— Raw data —

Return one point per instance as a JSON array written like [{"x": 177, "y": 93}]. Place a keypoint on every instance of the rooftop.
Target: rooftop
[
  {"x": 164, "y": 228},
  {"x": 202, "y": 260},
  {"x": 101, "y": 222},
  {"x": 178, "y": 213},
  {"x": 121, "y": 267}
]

— Work instructions —
Word for word, repeat each entry from the listing above.

— Task response —
Return one point per instance as a JSON array written like [{"x": 177, "y": 93}]. Place a keypoint on every instance of the rooftop.
Target: rooftop
[
  {"x": 164, "y": 228},
  {"x": 202, "y": 260},
  {"x": 101, "y": 222},
  {"x": 178, "y": 213},
  {"x": 121, "y": 267}
]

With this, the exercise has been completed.